• **Problem**:
Reproduce the material that follows, keeping every line exactly as it is.

··· Supplied records

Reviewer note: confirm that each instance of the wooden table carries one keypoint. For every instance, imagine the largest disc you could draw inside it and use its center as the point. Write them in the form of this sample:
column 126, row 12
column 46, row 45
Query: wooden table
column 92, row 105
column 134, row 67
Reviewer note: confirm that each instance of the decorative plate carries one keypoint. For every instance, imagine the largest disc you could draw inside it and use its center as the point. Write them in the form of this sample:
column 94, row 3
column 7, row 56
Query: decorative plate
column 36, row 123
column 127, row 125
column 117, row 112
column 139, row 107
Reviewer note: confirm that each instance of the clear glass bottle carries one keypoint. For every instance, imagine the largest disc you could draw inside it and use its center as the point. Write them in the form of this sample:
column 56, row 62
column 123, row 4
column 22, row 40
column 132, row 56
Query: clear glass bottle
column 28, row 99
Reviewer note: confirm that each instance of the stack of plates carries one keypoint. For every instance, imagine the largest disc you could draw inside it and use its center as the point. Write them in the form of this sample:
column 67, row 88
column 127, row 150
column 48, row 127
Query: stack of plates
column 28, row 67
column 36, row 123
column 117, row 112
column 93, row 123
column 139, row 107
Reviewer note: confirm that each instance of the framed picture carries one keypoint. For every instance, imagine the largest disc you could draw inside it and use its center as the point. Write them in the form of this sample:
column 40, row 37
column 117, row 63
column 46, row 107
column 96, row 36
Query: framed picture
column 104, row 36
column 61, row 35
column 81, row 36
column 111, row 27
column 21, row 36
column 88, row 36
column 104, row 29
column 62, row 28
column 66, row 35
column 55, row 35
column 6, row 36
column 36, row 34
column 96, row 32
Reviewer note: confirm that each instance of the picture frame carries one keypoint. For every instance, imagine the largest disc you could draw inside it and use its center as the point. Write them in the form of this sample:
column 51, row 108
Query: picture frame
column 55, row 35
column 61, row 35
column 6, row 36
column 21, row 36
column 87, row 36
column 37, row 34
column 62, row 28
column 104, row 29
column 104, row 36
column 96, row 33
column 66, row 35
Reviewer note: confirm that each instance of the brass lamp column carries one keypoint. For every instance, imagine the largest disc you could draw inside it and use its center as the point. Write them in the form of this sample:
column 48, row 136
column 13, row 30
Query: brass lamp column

······

• **Exercise response**:
Reviewer note: confirm that each instance of the wooden table carries one keypoint. For every instance, imagine the largest disc you could draw inside it and use its center as the point. Write them in the form of this sample:
column 126, row 12
column 46, row 45
Query: wooden table
column 92, row 105
column 134, row 67
Reviewer note: confirm that each instance of the decorative plate carries one keypoint. For every instance, imagine the largest disc you could draw inside it and use its center as the point. Write them in the form of this sample:
column 94, row 3
column 7, row 56
Query: decorative plate
column 36, row 123
column 127, row 125
column 117, row 112
column 139, row 107
Reviewer note: confirm that each instance of the clear glass bottle carries one keypoint. For every instance, imagine the largest disc you could draw inside it and use its center as the point. Write them in the form of this sample:
column 56, row 62
column 123, row 4
column 22, row 40
column 132, row 56
Query: clear glass bottle
column 28, row 99
Reviewer note: confirm that each instance of the stack of plates carries one keypoint. For every instance, imagine the largest disc you could draw inside it and use its center as the point. Write them in the form of this sample:
column 67, row 88
column 127, row 150
column 48, row 127
Query: stack of plates
column 28, row 67
column 36, row 123
column 117, row 112
column 93, row 123
column 139, row 107
Reviewer note: confirm that each instance of the framed picture carries one keypoint. For every instance, imagine the largest disc you could draw inside it and use its center as the point. Write them in the form of this sample:
column 40, row 37
column 117, row 63
column 46, row 107
column 96, row 36
Query: framed picture
column 104, row 36
column 61, row 35
column 81, row 36
column 111, row 27
column 21, row 36
column 88, row 36
column 104, row 29
column 62, row 28
column 66, row 35
column 55, row 35
column 6, row 36
column 36, row 34
column 96, row 32
Reviewer note: confirm that each instance of the picture frame carries one keypoint. For every instance, imagine the largest disc you could draw inside it and use its center as the point. Write them in the form of this sample:
column 51, row 108
Query: picture frame
column 55, row 35
column 61, row 35
column 6, row 36
column 21, row 36
column 87, row 36
column 37, row 34
column 62, row 28
column 104, row 29
column 104, row 36
column 96, row 33
column 66, row 35
Reviewer note: confirm that each instance of the brass lamp column carries one keypoint. For every instance, imagine the largest disc you could draw inside it and use its center as the point. Write them in the form of this sample:
column 48, row 136
column 13, row 30
Query: brass lamp column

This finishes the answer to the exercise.